Set task
Show every line of the records below that contains the string "pixels", copying each line in full. Case counts.

Stored records
"""

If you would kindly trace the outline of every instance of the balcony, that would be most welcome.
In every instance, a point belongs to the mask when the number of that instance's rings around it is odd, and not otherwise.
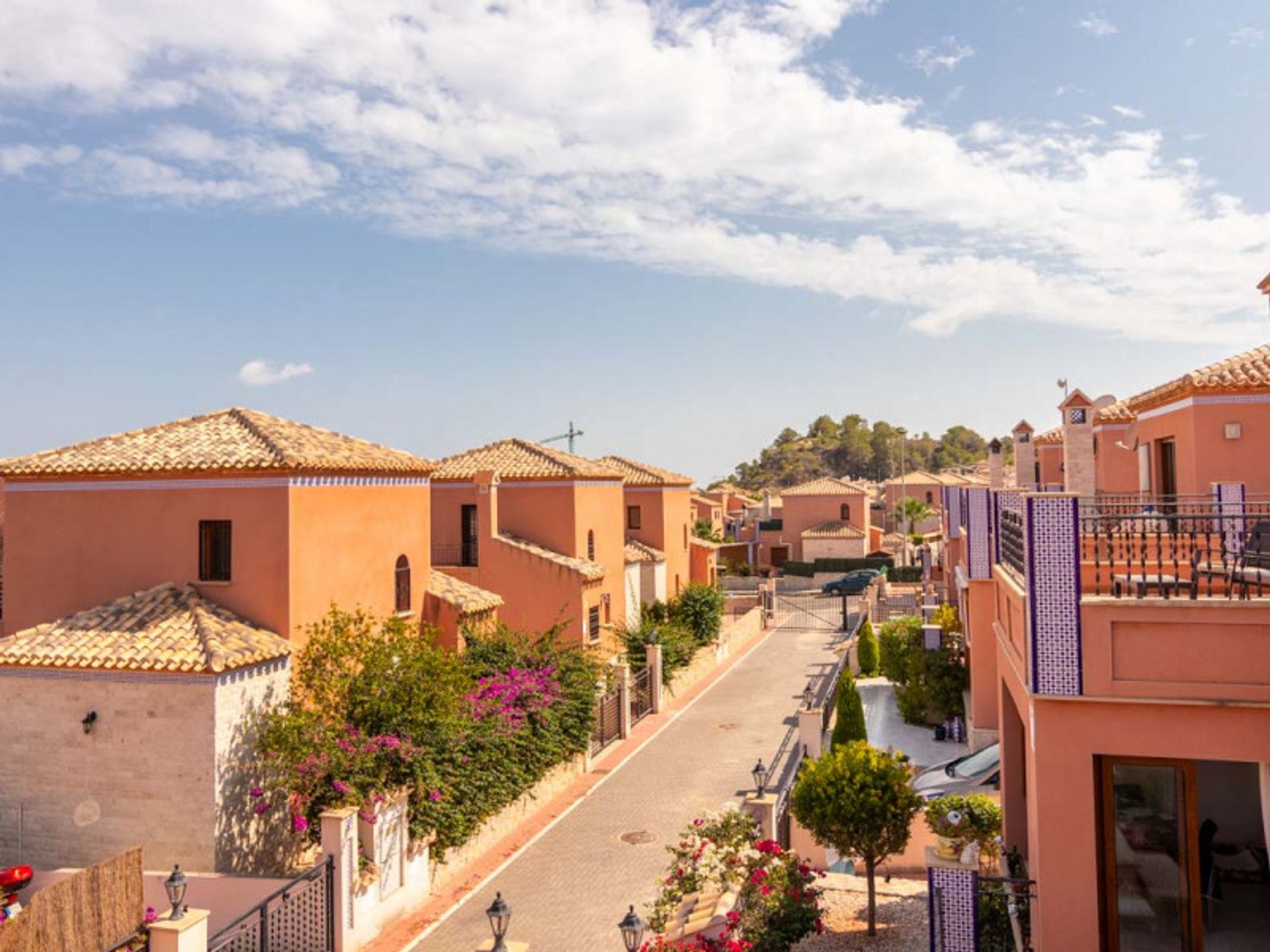
[[[437,566],[475,566],[480,564],[478,555],[475,541],[432,543],[432,564]]]

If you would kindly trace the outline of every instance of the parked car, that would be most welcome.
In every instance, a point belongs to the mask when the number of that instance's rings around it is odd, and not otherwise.
[[[878,578],[876,569],[856,569],[841,579],[827,581],[820,586],[822,595],[859,595],[869,583]]]
[[[989,744],[973,754],[927,767],[909,781],[922,800],[945,793],[988,793],[1001,784],[1001,745]]]

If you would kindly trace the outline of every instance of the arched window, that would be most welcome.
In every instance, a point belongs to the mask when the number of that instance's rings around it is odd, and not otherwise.
[[[405,556],[398,556],[396,567],[396,611],[409,612],[410,611],[410,560]]]

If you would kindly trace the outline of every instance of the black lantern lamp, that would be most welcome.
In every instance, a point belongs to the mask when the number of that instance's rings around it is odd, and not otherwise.
[[[630,911],[622,916],[617,928],[622,932],[622,944],[626,946],[626,952],[639,952],[639,947],[644,944],[646,927],[644,920],[639,918],[639,913],[635,911],[635,906],[631,906]]]
[[[503,901],[502,892],[494,896],[485,915],[489,918],[489,928],[494,933],[494,948],[490,952],[507,952],[507,943],[503,939],[507,938],[507,925],[512,922],[512,906]]]
[[[189,881],[185,878],[185,873],[180,871],[179,863],[171,867],[171,876],[163,881],[163,887],[168,892],[168,901],[171,902],[171,915],[168,918],[173,922],[185,916],[185,886],[188,885]]]
[[[763,791],[767,790],[767,768],[763,767],[763,758],[758,758],[758,763],[754,764],[754,769],[749,772],[749,776],[754,778],[754,787],[758,790],[758,796],[763,796]]]

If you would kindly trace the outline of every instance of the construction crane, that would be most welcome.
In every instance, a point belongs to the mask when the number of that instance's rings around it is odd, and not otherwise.
[[[574,429],[573,428],[573,420],[569,420],[569,432],[568,433],[559,433],[555,437],[547,437],[542,442],[544,443],[555,443],[556,440],[560,440],[560,439],[568,439],[569,440],[569,452],[572,453],[573,452],[573,440],[574,440],[575,437],[580,437],[580,435],[582,435],[582,430]]]

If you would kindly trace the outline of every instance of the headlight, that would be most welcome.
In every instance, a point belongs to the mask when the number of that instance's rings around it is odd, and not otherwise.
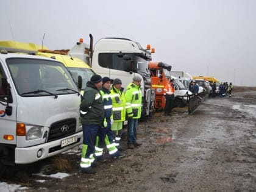
[[[31,127],[26,135],[27,140],[32,140],[43,137],[43,127]]]

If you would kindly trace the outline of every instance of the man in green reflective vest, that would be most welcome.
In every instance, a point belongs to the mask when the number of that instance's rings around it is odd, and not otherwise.
[[[132,82],[126,87],[126,108],[127,116],[127,146],[134,149],[141,145],[137,141],[138,119],[141,113],[142,94],[140,88],[141,78],[134,76]]]

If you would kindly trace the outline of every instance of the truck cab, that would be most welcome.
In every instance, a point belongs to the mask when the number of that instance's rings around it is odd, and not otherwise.
[[[141,116],[151,116],[155,101],[155,89],[151,88],[151,79],[148,68],[149,62],[151,60],[151,52],[143,48],[138,42],[122,38],[101,38],[95,43],[93,50],[88,52],[88,44],[79,41],[69,52],[74,57],[91,60],[91,68],[102,77],[108,77],[112,80],[120,79],[124,91],[132,82],[133,77],[140,77],[143,94]]]
[[[6,165],[53,156],[83,138],[80,85],[66,68],[35,55],[35,45],[20,50],[7,43],[0,42],[0,174]]]
[[[176,77],[171,76],[172,66],[163,62],[149,63],[149,69],[151,75],[152,87],[155,89],[156,99],[155,108],[163,108],[165,107],[165,98],[163,96],[163,88],[167,84],[167,79],[173,79],[175,87],[175,103],[176,106],[183,106],[188,101],[188,96],[192,94],[187,88]]]

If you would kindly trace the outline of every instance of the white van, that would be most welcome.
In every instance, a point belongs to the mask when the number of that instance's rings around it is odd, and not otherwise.
[[[1,51],[0,175],[82,144],[79,92],[63,63]]]

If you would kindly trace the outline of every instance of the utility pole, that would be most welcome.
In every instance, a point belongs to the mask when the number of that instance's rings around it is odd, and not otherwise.
[[[235,69],[234,69],[234,81],[233,81],[233,85],[235,85]]]
[[[209,72],[209,66],[207,65],[207,76],[208,76],[208,73]]]

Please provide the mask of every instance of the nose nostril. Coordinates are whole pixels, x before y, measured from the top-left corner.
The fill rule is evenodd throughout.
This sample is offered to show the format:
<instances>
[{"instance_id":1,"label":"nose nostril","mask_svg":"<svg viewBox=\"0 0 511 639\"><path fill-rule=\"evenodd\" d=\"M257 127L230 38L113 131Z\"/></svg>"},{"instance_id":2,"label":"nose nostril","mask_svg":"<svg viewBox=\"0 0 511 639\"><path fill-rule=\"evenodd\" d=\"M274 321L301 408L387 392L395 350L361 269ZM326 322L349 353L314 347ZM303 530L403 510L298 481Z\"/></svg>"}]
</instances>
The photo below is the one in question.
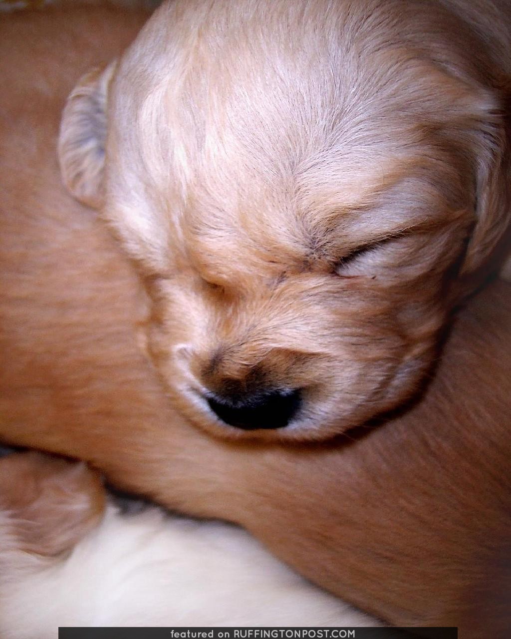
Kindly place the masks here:
<instances>
[{"instance_id":1,"label":"nose nostril","mask_svg":"<svg viewBox=\"0 0 511 639\"><path fill-rule=\"evenodd\" d=\"M220 419L246 431L284 428L301 404L301 394L298 389L247 396L211 395L206 399Z\"/></svg>"}]
</instances>

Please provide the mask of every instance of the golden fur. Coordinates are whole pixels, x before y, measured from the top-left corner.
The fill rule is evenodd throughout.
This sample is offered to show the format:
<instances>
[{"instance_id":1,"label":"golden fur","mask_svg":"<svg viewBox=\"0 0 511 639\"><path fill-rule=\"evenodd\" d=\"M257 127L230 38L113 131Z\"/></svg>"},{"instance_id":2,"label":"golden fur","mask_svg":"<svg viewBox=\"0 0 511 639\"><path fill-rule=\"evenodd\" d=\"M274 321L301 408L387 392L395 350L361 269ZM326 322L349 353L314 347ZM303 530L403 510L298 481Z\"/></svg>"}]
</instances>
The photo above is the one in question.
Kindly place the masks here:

"""

Response for this exercise
Please provide the mask of every instance of the nose nostril. Coordinates are whole pixels, x before y, measured from the top-left corner.
Please provide the mask of every instance of the golden fur. Coordinates are whole pixels, x before y, measured from the top-left corner.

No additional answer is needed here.